TEXT SHOWN:
And we’re back. Of course, O’Dwyer is not the first to think along these totalitarian lines:
Labor health spokeswoman Catherine King said: “Is healthcare important in this country? Yes it is. Who pays for it? We think it is perfectly possible … for the government to continue to contribute alongside our taxpayers as they do both through the Medicare levy, Medicare levy surcharge and of course through general taxation to continue to have a sustainable Medicare system.”
At first, I was a surprised that O’Dwyer could say such unintelligent things – given that she used to be a corporate lawyer at Freehills and an ‘executive’ at the National Australia Bank. However, on closer inspection, she appears to be your garden variety politician who has avoided getting her hands dirty with real work experience.
– It does not say when she graduated from law school or when she started and finished at Freehills. She simply started working as an ‘advisor’ to Peter Costello from 2004 to 2007. Given that O’Dwyer was born in March 1977, the earliest she could have been admitted as a lawyer would have been in 2001 – giving her a maximum of 2.5 to 3 years of experience. Of course, it could be less than this too.
– Similarly, it also does not say how long she worked at the NAB for or what her job title actually was. It simply says that she started ‘after the 2007 Federal Election’ (which was in November 2007 by the way) before gaining pre-selection for the Federal seat of Higgins in September 2009. So, all up, somewhere around 2 to 3 years.
Now why wouldn’t O’Dwyer proudly tell us how long she worked at Freehills and the NAB for and what her job titles were?
In any event, at best, O’Dwyer has as many years experience in the real world as you can count on one hand – which is probably commensurate with the intelligence levels she has displayed in the above gaffs.
Is this really the best talent we have in Australia for the role of assistant treasurer?
NOTE: I have emailed Kelly O’Dwyer to ask when she graduated from law school and started working at Freehills. Let’s see if I get a response…
[TMR: spoiler alert – no response ever came. Now why would that be?]
You tell me: what has she learned and how has she improved since being appointed as assistant treasurer (i.e. Minister for Revenue and Financial Services)?
Can anyone be surprised with the results?
How this kind of guff was actually published about her in Lawyer’s Weekly is simply beyond me.
O’Dwyer is the first woman in Liberal party history to be pre-selected for a safe seat in Melbourne and beat millionaire and commercial lawyer Andrew Abercrombie for the chance to stand for election.

PROVIDED DATA:
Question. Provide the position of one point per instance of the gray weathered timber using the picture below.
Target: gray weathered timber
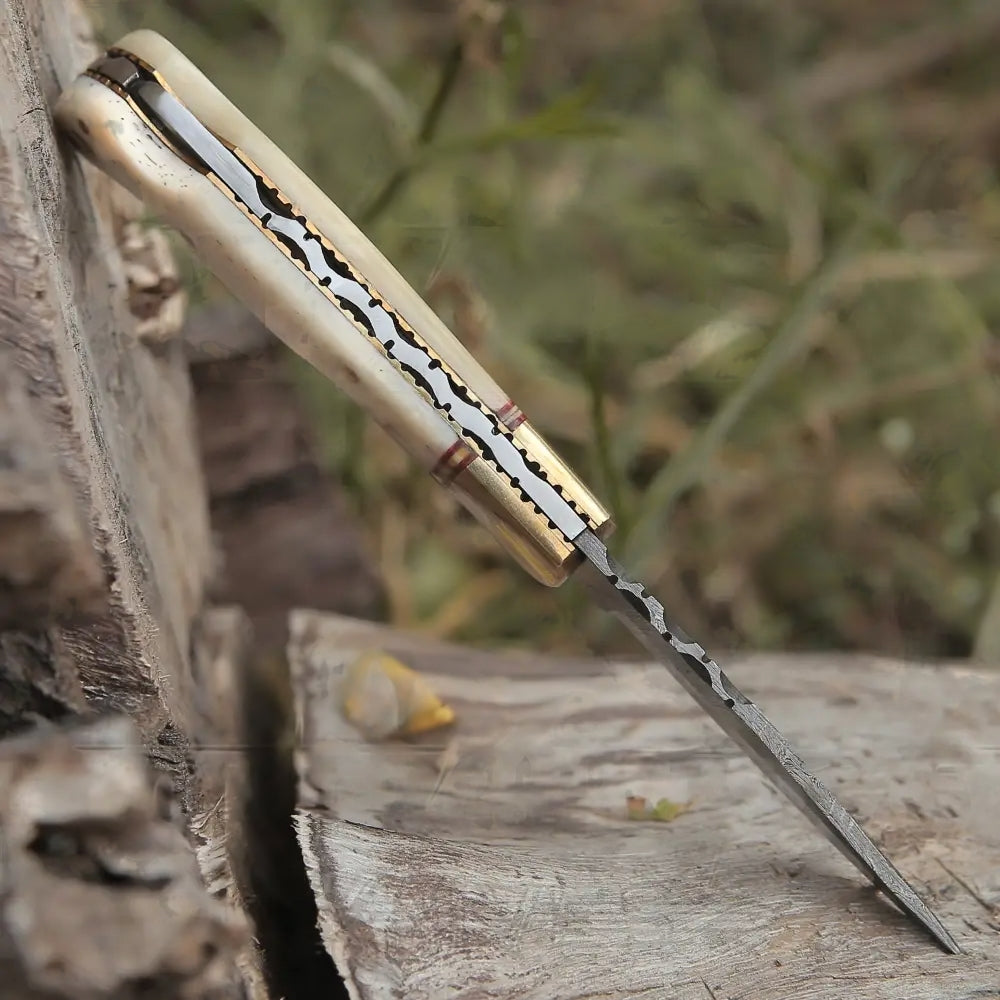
(85, 321)
(496, 860)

WHAT IS REQUIRED: Please pick up the commentary on Kelly O'Dwyer's career after its last sentence and keep it going.

ANSWER BOX:
As a former staffer for Costello and a National Australia Bank executive, 32-year-old O’Dwyer’s association with the Liberal Party dates back to 1995 when she worked as a part-time electoral officer for the Howard government’s health minister, Michael Wooldridge.
Chairman of Freehills Robert Nicholson backed O’Dwyer, and in a reference said: “She is a woman of uncommon intellect, skill, energy and integrity, with the capacity to make a long-term contribution in public service,” reported The Age.
How could anybody say this with a straight face about someone that’s had less than three years of experience? Then again, I suppose it’s all a matter of how you interpret the word ‘uncommon’ in this context.
Contrary to what O’Dwyer’s bio says, she did not ‘practise’ corporate law at Freehills: she bumbled around as a junior with no effing idea whatsoever while waiting (hoping in her case it would appear) for some pennies to drop. Just like EVERY junior lawyer does. The only problem for O’Dwyer is that she stopped well before the pennies dropped – before repeating the trick in a different line of ‘work’ at the NAB. And now our country has to suffer the results.
A clear case of the Peter Principle in action (on steroids in this case).
The time is well overdue for certain ministerial positions to have minimum qualification requirements. Nobody should be able to have a finance/treasury portfolio or be our nation’s Attorney-General without at least 10 years of relevant industry experience. While this wouldn’t have prevented things like George Brandis, it would have spared us from the Wayne Swan Experience.